Problem: Give the data below as a JSON list of strings, with one string for each line and no blank lines.

Begin Task data

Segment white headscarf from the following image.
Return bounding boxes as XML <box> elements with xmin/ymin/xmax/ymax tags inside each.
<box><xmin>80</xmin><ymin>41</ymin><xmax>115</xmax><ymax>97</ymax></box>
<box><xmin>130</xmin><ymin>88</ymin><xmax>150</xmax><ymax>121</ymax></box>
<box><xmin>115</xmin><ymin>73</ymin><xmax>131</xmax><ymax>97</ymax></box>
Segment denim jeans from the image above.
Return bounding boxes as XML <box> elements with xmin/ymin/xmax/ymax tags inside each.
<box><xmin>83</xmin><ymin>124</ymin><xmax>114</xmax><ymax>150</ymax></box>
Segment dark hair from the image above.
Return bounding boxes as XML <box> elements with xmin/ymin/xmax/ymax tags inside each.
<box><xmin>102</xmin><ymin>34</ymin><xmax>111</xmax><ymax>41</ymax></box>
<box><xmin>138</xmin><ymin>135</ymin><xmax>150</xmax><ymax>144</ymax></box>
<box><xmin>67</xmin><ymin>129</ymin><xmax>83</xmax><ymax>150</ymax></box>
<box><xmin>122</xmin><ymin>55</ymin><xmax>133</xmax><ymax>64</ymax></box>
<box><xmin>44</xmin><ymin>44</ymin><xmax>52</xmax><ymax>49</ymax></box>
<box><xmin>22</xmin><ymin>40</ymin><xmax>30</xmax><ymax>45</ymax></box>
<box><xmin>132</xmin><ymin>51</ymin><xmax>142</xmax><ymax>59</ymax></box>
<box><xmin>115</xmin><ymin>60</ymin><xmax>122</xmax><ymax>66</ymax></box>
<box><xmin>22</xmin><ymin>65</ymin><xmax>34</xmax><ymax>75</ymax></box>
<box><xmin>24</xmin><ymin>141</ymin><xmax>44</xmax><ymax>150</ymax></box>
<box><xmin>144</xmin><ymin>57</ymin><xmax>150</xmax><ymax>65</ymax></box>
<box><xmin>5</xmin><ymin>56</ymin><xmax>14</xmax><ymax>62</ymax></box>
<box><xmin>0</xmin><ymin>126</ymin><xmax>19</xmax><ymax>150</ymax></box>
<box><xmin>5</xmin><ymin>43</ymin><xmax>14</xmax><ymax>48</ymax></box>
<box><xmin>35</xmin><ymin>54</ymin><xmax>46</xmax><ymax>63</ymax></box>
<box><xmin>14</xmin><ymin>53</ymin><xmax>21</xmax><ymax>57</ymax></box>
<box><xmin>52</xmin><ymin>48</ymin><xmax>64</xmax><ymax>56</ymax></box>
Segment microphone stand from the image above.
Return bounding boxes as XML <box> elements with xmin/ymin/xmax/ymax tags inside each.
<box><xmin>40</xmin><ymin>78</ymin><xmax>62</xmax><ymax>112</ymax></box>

End Task data

Correct answer:
[
  "Segment white headscarf from the following image.",
  "Return bounding boxes as XML <box> elements with xmin/ymin/xmax/ymax tags inside each.",
  "<box><xmin>80</xmin><ymin>41</ymin><xmax>115</xmax><ymax>97</ymax></box>",
  "<box><xmin>130</xmin><ymin>88</ymin><xmax>150</xmax><ymax>121</ymax></box>",
  "<box><xmin>115</xmin><ymin>73</ymin><xmax>131</xmax><ymax>97</ymax></box>",
  "Segment denim jeans from the image above.",
  "Return bounding boxes as XML <box> elements with xmin/ymin/xmax/ymax tags inside each.",
  "<box><xmin>83</xmin><ymin>124</ymin><xmax>114</xmax><ymax>150</ymax></box>",
  "Segment dark hair from the image above.",
  "Return bounding boxes as XML <box> elements with xmin/ymin/xmax/ymax tags inside each.",
  "<box><xmin>102</xmin><ymin>34</ymin><xmax>111</xmax><ymax>41</ymax></box>",
  "<box><xmin>138</xmin><ymin>135</ymin><xmax>150</xmax><ymax>144</ymax></box>",
  "<box><xmin>67</xmin><ymin>129</ymin><xmax>83</xmax><ymax>150</ymax></box>",
  "<box><xmin>122</xmin><ymin>55</ymin><xmax>133</xmax><ymax>64</ymax></box>",
  "<box><xmin>44</xmin><ymin>44</ymin><xmax>52</xmax><ymax>49</ymax></box>",
  "<box><xmin>22</xmin><ymin>40</ymin><xmax>30</xmax><ymax>45</ymax></box>",
  "<box><xmin>132</xmin><ymin>51</ymin><xmax>142</xmax><ymax>59</ymax></box>",
  "<box><xmin>115</xmin><ymin>60</ymin><xmax>122</xmax><ymax>66</ymax></box>",
  "<box><xmin>22</xmin><ymin>65</ymin><xmax>34</xmax><ymax>75</ymax></box>",
  "<box><xmin>24</xmin><ymin>141</ymin><xmax>44</xmax><ymax>150</ymax></box>",
  "<box><xmin>144</xmin><ymin>57</ymin><xmax>150</xmax><ymax>65</ymax></box>",
  "<box><xmin>5</xmin><ymin>56</ymin><xmax>14</xmax><ymax>62</ymax></box>",
  "<box><xmin>0</xmin><ymin>126</ymin><xmax>19</xmax><ymax>150</ymax></box>",
  "<box><xmin>5</xmin><ymin>43</ymin><xmax>14</xmax><ymax>48</ymax></box>",
  "<box><xmin>35</xmin><ymin>54</ymin><xmax>46</xmax><ymax>63</ymax></box>",
  "<box><xmin>14</xmin><ymin>53</ymin><xmax>21</xmax><ymax>57</ymax></box>",
  "<box><xmin>52</xmin><ymin>48</ymin><xmax>64</xmax><ymax>56</ymax></box>",
  "Segment microphone stand from the image above.",
  "Return bounding boxes as XML <box> elements with xmin/ymin/xmax/ymax tags inside each.",
  "<box><xmin>40</xmin><ymin>78</ymin><xmax>62</xmax><ymax>112</ymax></box>"
]